Point annotations for pictures
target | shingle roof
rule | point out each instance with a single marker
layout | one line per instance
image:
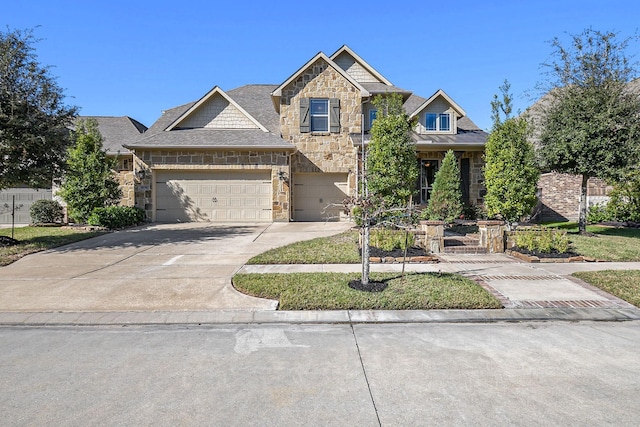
(255, 99)
(213, 138)
(117, 131)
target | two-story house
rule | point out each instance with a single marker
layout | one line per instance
(286, 152)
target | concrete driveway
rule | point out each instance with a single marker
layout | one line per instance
(167, 267)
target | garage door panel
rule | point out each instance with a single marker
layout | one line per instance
(314, 193)
(213, 196)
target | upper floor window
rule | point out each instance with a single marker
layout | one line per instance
(438, 122)
(319, 111)
(372, 117)
(320, 115)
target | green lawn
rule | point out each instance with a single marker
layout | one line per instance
(330, 291)
(35, 239)
(338, 249)
(623, 284)
(604, 243)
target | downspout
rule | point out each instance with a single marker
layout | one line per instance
(291, 186)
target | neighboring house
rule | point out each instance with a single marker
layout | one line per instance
(263, 153)
(115, 131)
(559, 194)
(21, 198)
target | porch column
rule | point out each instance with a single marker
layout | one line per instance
(492, 236)
(433, 235)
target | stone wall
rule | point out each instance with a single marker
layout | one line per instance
(275, 161)
(322, 152)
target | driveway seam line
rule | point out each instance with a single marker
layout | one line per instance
(364, 371)
(112, 264)
(261, 233)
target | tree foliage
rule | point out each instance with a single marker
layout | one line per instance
(89, 180)
(33, 116)
(445, 203)
(592, 125)
(392, 169)
(510, 171)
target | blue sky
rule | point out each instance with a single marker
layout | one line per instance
(137, 58)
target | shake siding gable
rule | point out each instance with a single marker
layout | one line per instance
(218, 113)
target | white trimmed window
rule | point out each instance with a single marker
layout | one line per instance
(438, 122)
(319, 111)
(320, 115)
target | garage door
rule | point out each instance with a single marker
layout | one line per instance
(213, 196)
(314, 192)
(24, 198)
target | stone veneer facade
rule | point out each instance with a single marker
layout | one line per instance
(322, 152)
(559, 196)
(211, 160)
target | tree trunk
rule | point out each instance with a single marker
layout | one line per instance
(365, 249)
(582, 222)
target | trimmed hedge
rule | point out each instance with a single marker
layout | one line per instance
(46, 211)
(116, 216)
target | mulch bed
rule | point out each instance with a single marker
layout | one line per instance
(554, 254)
(397, 253)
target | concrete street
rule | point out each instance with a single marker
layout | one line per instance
(515, 374)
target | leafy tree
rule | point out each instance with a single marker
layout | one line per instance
(445, 203)
(34, 120)
(390, 176)
(510, 171)
(89, 181)
(592, 125)
(392, 169)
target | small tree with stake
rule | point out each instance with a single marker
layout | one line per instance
(388, 177)
(510, 171)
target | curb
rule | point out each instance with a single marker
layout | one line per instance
(201, 318)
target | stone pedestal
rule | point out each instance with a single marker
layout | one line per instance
(433, 235)
(492, 236)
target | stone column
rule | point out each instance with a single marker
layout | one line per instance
(492, 236)
(433, 235)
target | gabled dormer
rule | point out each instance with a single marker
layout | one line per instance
(438, 115)
(216, 110)
(367, 76)
(357, 67)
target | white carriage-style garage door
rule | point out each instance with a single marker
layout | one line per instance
(213, 196)
(24, 198)
(314, 194)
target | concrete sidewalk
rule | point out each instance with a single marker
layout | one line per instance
(515, 283)
(529, 292)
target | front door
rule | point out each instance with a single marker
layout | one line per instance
(428, 169)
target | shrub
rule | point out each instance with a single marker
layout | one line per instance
(46, 211)
(542, 240)
(388, 240)
(598, 213)
(445, 203)
(116, 216)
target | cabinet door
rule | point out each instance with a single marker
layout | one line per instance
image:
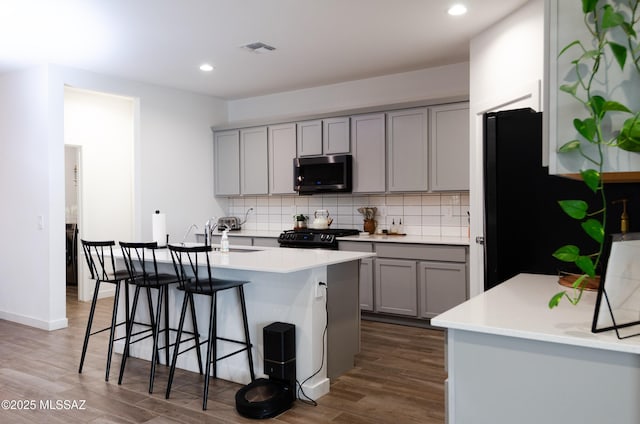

• _TASK DETAILS_: Count the lines in the records above that contain the string "column", with case counting. Give only the number.

• _RESPONSE TO THE TASK_: 2